▶ **What you will do**
Repeat word for word the stretch of the fisheries portfolio passage from "A contribution of" through "asset return correlations.".

▶ **Source document**

A contribution of this study is the use of portfolio analysis and the calculation of portfolio risk over time with aggregate fisheries data. A recent study of agricultural cropping patterns shows that the opposite phenomenon of fishing down is underway in agriculture (Blank, 2001). That is, farmers over time have substituted into high mean return high variance crops, essentially getting “squeezed up the farming food chain.” Existing studies that apply portfolio theory to fishing focus on single-species fisheries and assume that assets within the portfolio are uncorrelated (Walters, 1975; Baldursson and Magnusson, 1997) .The most recent study of Baldursson and Magnusson treats age cohorts as separate assets and finds substantial inefficiencies. Our paper is the first to treat individual fisheries as assets in the portfolio and to consider asset return correlations.

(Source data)
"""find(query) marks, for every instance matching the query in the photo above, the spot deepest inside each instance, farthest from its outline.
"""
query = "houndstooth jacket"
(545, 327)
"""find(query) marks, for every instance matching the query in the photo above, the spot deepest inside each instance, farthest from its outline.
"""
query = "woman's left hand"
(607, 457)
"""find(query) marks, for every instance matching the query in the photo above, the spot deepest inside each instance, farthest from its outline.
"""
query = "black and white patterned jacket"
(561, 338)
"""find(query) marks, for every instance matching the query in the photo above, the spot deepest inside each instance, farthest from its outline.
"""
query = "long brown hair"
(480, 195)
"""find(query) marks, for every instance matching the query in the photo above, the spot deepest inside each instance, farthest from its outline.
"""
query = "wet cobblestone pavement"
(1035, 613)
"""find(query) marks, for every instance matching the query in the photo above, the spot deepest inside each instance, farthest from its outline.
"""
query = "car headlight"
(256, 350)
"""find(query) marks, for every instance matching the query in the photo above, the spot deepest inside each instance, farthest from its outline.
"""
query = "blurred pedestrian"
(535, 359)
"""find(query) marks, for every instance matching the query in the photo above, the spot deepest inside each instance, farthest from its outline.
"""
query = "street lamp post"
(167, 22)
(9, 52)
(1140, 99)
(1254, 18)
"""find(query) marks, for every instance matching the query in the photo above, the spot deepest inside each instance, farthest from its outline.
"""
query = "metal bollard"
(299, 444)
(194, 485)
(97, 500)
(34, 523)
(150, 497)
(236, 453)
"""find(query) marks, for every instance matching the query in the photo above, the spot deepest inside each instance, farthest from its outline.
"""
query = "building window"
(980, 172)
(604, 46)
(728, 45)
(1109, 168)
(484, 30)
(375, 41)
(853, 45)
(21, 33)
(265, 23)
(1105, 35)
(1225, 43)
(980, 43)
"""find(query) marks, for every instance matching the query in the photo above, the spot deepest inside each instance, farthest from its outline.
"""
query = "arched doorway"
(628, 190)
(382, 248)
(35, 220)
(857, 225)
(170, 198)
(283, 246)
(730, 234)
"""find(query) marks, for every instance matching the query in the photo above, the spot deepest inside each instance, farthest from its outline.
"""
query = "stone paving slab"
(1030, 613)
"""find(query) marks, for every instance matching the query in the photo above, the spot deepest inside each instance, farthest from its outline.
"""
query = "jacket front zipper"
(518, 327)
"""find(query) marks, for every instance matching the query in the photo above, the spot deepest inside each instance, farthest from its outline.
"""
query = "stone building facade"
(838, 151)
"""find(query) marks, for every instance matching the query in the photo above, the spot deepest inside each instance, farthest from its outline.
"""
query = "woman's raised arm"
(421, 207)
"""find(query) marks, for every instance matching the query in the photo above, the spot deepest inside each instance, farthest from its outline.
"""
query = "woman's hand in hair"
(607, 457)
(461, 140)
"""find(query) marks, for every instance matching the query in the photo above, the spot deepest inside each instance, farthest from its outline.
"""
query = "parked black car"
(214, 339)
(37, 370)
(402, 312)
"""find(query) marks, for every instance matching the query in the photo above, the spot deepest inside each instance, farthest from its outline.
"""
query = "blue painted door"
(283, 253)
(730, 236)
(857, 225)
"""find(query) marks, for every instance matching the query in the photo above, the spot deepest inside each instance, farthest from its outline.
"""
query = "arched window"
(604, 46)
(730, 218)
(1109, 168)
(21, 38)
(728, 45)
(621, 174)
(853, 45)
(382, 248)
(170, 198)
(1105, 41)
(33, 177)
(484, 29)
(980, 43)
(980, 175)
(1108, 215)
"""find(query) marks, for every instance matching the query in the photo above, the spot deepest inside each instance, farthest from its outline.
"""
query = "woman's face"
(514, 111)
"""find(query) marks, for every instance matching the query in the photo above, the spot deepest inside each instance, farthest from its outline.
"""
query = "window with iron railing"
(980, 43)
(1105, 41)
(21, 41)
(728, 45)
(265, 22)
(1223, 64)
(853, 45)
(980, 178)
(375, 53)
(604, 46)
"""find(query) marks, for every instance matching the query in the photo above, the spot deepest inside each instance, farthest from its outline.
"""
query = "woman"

▶ **Task response**
A contribution of this study is the use of portfolio analysis and the calculation of portfolio risk over time with aggregate fisheries data. A recent study of agricultural cropping patterns shows that the opposite phenomenon of fishing down is underway in agriculture (Blank, 2001). That is, farmers over time have substituted into high mean return high variance crops, essentially getting “squeezed up the farming food chain.” Existing studies that apply portfolio theory to fishing focus on single-species fisheries and assume that assets within the portfolio are uncorrelated (Walters, 1975; Baldursson and Magnusson, 1997) .The most recent study of Baldursson and Magnusson treats age cohorts as separate assets and finds substantial inefficiencies. Our paper is the first to treat individual fisheries as assets in the portfolio and to consider asset return correlations.